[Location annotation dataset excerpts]
----
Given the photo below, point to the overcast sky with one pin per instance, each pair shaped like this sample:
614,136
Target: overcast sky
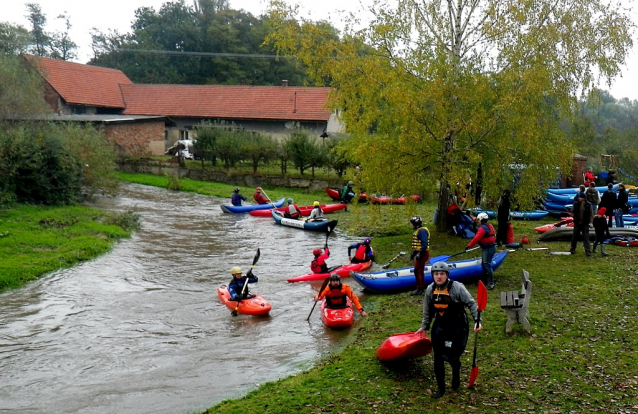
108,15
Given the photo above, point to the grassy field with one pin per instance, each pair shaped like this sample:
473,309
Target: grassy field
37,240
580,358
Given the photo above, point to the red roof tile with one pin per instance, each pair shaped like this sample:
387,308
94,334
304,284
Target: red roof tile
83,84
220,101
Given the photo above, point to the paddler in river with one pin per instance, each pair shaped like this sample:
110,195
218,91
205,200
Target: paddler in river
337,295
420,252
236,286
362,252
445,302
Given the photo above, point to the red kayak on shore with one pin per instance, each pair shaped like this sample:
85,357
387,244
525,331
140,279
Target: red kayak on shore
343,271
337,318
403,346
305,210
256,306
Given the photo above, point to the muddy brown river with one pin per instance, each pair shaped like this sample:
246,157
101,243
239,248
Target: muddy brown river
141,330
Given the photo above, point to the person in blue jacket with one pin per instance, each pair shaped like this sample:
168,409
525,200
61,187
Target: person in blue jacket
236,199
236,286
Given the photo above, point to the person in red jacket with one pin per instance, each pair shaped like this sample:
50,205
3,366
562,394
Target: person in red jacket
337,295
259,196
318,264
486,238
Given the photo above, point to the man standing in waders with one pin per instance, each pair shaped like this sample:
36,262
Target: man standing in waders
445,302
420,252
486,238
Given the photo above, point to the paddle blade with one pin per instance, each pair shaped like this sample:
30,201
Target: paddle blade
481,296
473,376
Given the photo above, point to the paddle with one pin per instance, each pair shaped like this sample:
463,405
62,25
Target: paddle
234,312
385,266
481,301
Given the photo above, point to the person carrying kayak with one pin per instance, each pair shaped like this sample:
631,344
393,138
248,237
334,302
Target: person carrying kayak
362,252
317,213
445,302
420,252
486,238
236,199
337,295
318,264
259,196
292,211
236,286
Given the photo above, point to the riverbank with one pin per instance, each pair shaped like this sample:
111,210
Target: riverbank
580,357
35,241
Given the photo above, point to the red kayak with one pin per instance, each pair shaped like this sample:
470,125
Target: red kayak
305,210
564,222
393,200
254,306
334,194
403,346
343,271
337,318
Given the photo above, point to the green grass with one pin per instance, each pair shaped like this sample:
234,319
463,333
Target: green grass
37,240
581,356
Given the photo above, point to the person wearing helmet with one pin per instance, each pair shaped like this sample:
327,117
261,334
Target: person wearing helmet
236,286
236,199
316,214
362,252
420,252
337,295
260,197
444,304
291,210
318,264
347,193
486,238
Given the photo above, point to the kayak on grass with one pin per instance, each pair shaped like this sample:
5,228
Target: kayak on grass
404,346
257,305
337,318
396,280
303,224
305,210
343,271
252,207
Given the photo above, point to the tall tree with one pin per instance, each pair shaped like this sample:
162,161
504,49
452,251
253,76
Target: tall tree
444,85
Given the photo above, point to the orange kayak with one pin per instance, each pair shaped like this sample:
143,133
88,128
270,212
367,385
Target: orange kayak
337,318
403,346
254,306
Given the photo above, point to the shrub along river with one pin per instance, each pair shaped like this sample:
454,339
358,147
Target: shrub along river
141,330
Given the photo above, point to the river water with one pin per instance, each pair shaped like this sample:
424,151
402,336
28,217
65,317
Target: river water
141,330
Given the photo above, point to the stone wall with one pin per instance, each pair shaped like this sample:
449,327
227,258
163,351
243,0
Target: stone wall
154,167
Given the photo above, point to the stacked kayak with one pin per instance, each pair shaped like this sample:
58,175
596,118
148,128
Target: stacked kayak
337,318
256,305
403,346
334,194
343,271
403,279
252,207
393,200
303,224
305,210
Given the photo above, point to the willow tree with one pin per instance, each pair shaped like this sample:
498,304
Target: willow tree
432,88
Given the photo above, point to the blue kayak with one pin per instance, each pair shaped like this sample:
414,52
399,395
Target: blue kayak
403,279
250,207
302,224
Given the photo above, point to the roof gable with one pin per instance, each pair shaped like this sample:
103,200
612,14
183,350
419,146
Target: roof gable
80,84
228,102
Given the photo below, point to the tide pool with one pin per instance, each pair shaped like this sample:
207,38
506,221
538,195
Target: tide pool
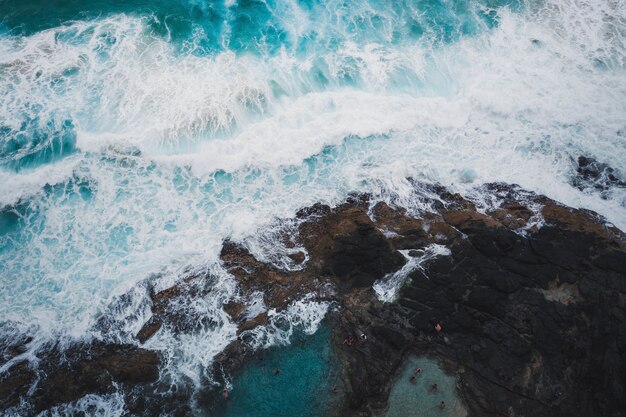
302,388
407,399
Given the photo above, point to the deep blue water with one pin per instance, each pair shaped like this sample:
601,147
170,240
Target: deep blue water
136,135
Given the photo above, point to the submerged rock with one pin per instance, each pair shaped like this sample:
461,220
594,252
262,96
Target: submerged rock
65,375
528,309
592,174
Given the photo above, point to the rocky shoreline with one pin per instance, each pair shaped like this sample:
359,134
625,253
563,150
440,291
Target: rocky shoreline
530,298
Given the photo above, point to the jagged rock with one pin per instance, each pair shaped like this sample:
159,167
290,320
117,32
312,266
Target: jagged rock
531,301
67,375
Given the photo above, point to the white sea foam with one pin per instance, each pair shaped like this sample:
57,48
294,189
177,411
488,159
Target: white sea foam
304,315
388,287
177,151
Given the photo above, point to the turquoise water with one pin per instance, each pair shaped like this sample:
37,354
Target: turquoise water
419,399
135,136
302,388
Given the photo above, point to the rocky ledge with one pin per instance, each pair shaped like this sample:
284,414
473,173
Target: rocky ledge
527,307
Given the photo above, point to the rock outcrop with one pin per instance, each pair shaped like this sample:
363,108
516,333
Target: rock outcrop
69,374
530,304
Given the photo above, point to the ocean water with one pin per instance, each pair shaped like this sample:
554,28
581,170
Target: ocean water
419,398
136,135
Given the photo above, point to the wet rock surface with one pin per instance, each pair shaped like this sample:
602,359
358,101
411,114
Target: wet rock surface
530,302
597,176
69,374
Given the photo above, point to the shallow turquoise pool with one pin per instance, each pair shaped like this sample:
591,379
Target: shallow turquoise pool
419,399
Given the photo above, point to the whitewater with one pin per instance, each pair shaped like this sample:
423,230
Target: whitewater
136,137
----
▶ **Direction**
Reproduce exactly, with nothing added, the lines from the one that contains "Given the photo above, point to the ocean" to the end of the data.

▶ **In response**
Given the photo above, point to the ocean water with one pin per instance, each pair shaped like this sample:
554,28
581,170
Target: ocean water
419,398
136,135
Given the photo above, point to the wet rock surface with one pin per instance, each pair shaped like this sample:
602,359
358,101
411,114
Target: wet rock surface
530,302
597,176
69,374
Given the photo above, point to the shallow turquoise pool with one pin per instance, each pair shaped like this sample:
591,379
Target: shallow turquoise pool
419,399
Given the photo above, point to the whitewater with one pin per instance, each pair shaped like this sample:
423,230
Target: whitewater
136,137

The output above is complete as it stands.